**ESTRATTO DEL TESTO**
● ● ● ● ● ● ●

Ma forse il motivo più importante per cui Trump 2.0 sarà diverso da Trump 1.0 sono i cambiamenti dell’ambiente geopolitico all’estero. Se tornasse nello Studio Ovale, Trump agirebbe in un mondo molto più disordinato. Nel 2017, Trump è entrato in carica mentre l’era post-Guerra Fredda stava finendo. C’erano tensioni con la Cina e guerre calde in Medio Oriente contro i Talebani e lo Stato Islamico, noto come ISIS, ma oggi la situazione è molto più grave. Ora si candida per un secondo mandato in mezzo a grandi guerre calde in Europa orientale e in Medio Oriente, a un crescente rischio di conflitto attraverso lo Stretto di Taiwan e nel Mar Cinese Meridionale, all’escalation delle tensioni con l’Iran e la Corea del Nord e ad altre crisi. Un mondo in disordine richiede un maggiore impegno internazionale e la leadership che Washington ha spesso fornito dal 1945, l’opposto di ciò che probabilmente otterrà con il ritorno di Trump.

PIÙ KABUKI, PIÙ CAOS
La politica estera di una seconda amministrazione Trump sarà probabilmente un insolito mix di continuità e cambiamento. Alcune delle sue politiche, in un primo momento, sembrerebbero differire da quelle di Biden solo per gradi. Trump intensificherebbe sicuramente la competizione economica con la Cina, anche se concentrandosi sulla riduzione del deficit commerciale bilaterale e sulla delocalizzazione delle catene di approvvigionamento critiche. Potrebbe annunciare un programma di “pace attraverso la forza” di stampo reaganiano che aumenti la spesa per la difesa degli Stati Uniti, un obiettivo che potrebbe dividere i falchi dalle colombe all’interno del Partito Democratico, proprio come gli aiuti all’Ucraina ora dividono gli internazionalisti dai neoisolazionisti all’interno del Partito Repubblicano.

● ● ● ● ● ● ●

**CONSEGNA**
Cita dal brano sulla politica estera di Trump la parte che si apre con le parole contenenti "PIÙ KABUKI, PIÙ" e si chiude con "del Partito Repubblicano.", riproducendola parola per parola.

**MATERIALE FORNITO**

● ● ● ● ● ● ●

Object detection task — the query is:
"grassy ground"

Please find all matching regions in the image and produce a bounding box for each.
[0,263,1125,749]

● ● ● ● ● ● ●

**SVOLGIMENTO**
PIÙ KABUKI, PIÙ CAOS
La politica estera di una seconda amministrazione Trump sarà probabilmente un insolito mix di continuità e cambiamento. Alcune delle sue politiche, in un primo momento, sembrerebbero differire da quelle di Biden solo per gradi. Trump intensificherebbe sicuramente la competizione economica con la Cina, anche se concentrandosi sulla riduzione del deficit commerciale bilaterale e sulla delocalizzazione delle catene di approvvigionamento critiche. Potrebbe annunciare un programma di “pace attraverso la forza” di stampo reaganiano che aumenti la spesa per la difesa degli Stati Uniti, un obiettivo che potrebbe dividere i falchi dalle colombe all’interno del Partito Democratico, proprio come gli aiuti all’Ucraina ora dividono gli internazionalisti dai neoisolazionisti all’interno del Partito Repubblicano.